[Items from a dataset]
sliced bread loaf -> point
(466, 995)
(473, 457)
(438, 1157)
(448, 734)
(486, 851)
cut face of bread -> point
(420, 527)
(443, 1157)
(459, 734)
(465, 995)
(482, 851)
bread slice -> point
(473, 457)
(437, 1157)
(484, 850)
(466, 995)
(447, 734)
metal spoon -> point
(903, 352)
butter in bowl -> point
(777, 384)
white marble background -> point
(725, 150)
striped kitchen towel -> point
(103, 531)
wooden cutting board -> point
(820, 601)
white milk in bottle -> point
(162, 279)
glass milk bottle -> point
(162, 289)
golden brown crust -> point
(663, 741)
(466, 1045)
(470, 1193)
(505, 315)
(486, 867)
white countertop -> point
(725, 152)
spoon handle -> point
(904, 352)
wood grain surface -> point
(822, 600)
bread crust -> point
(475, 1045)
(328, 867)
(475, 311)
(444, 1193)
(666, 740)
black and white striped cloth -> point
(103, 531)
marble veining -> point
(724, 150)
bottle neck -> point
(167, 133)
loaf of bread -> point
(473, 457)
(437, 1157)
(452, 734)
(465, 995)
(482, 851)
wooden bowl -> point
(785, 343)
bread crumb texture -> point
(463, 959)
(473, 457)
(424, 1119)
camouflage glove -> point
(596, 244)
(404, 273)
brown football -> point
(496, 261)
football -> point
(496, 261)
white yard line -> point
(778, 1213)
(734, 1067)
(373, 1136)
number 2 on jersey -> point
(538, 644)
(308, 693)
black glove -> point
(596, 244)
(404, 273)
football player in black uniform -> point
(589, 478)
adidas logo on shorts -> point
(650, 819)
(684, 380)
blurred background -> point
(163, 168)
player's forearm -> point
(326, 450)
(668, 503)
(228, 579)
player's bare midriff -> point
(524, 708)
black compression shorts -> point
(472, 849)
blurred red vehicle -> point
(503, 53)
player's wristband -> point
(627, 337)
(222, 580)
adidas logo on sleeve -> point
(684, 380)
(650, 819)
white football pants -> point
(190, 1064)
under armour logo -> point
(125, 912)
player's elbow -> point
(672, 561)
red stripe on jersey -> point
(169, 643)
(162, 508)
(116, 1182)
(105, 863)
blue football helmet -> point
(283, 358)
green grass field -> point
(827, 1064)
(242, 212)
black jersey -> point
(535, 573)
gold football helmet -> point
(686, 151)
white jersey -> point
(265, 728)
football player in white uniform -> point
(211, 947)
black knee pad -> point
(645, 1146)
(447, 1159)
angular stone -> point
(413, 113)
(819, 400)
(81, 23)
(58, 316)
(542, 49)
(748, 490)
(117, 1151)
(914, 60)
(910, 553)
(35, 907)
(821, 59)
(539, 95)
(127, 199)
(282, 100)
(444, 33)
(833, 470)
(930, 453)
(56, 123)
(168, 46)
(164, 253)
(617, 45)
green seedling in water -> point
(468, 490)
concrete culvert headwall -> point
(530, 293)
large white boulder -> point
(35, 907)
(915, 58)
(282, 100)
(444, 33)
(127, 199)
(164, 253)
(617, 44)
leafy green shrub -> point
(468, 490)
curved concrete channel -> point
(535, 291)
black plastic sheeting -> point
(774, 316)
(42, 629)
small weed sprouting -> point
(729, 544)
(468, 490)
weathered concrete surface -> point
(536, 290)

[Given problem] Copy every line of the items above without changing a single character.

[Result]
sliced bread loaf -> point
(466, 995)
(473, 457)
(438, 1157)
(448, 734)
(486, 851)
cut face of bread -> point
(420, 527)
(443, 1157)
(459, 734)
(465, 995)
(482, 851)
bread slice -> point
(473, 457)
(437, 1157)
(484, 850)
(466, 995)
(447, 734)
metal spoon -> point
(903, 352)
butter in bowl -> point
(777, 384)
white marble background -> point
(725, 150)
striped kitchen towel -> point
(103, 531)
wooden cutting board -> point
(820, 601)
white milk in bottle -> point
(162, 279)
glass milk bottle -> point
(162, 289)
golden brown crust -> point
(663, 741)
(466, 1045)
(470, 1193)
(505, 315)
(486, 867)
white countertop -> point
(725, 152)
spoon handle -> point
(904, 352)
wood grain surface -> point
(822, 600)
bread crust -> point
(475, 1045)
(328, 867)
(475, 311)
(444, 1193)
(666, 740)
black and white striped cloth -> point
(103, 531)
marble veining -> point
(724, 150)
bottle neck -> point
(167, 133)
loaf of bread -> point
(473, 457)
(437, 1157)
(452, 734)
(465, 995)
(482, 851)
wooden bowl -> point
(785, 343)
bread crumb texture -> point
(463, 959)
(473, 457)
(424, 1119)
camouflage glove -> point
(596, 244)
(404, 273)
brown football -> point
(496, 261)
football -> point
(496, 261)
white yard line -> point
(778, 1213)
(734, 1067)
(373, 1136)
number 2 on jersey -> point
(538, 644)
(308, 693)
black glove -> point
(596, 244)
(404, 273)
football player in black uniform -> point
(589, 478)
adidas logo on shorts -> point
(650, 819)
(684, 380)
blurred background -> point
(163, 168)
player's forearm -> point
(326, 450)
(668, 503)
(228, 579)
player's bare midriff -> point
(524, 708)
black compression shorts -> point
(472, 849)
blurred red vehicle -> point
(503, 53)
player's wristband -> point
(627, 337)
(222, 580)
adidas logo on sleeve -> point
(684, 380)
(650, 819)
white football pants -> point
(190, 1064)
under armour logo -> point
(125, 912)
player's elbow -> point
(672, 561)
red stripe on jersey -> point
(169, 643)
(162, 508)
(116, 1182)
(105, 863)
blue football helmet -> point
(283, 358)
green grass field -> point
(827, 1064)
(242, 212)
black jersey -> point
(535, 573)
gold football helmet -> point
(686, 151)
white jersey -> point
(265, 728)
football player in white uniform -> point
(211, 947)
black knee pad -> point
(645, 1146)
(447, 1159)
angular stone -> point
(413, 113)
(819, 400)
(81, 23)
(58, 316)
(542, 49)
(748, 490)
(117, 1151)
(914, 60)
(910, 553)
(35, 907)
(821, 59)
(539, 95)
(127, 199)
(282, 100)
(444, 33)
(833, 470)
(930, 453)
(56, 123)
(168, 46)
(164, 253)
(617, 45)
green seedling in water -> point
(468, 490)
concrete culvert headwall -> point
(530, 293)
large white boulder -> point
(35, 907)
(915, 58)
(282, 100)
(444, 33)
(127, 199)
(164, 253)
(617, 44)
leafy green shrub -> point
(468, 490)
curved concrete channel -> point
(535, 291)
black plastic sheeting -> point
(774, 316)
(42, 629)
small weed sprouting -> point
(729, 544)
(468, 490)
weathered concrete surface -> point
(536, 290)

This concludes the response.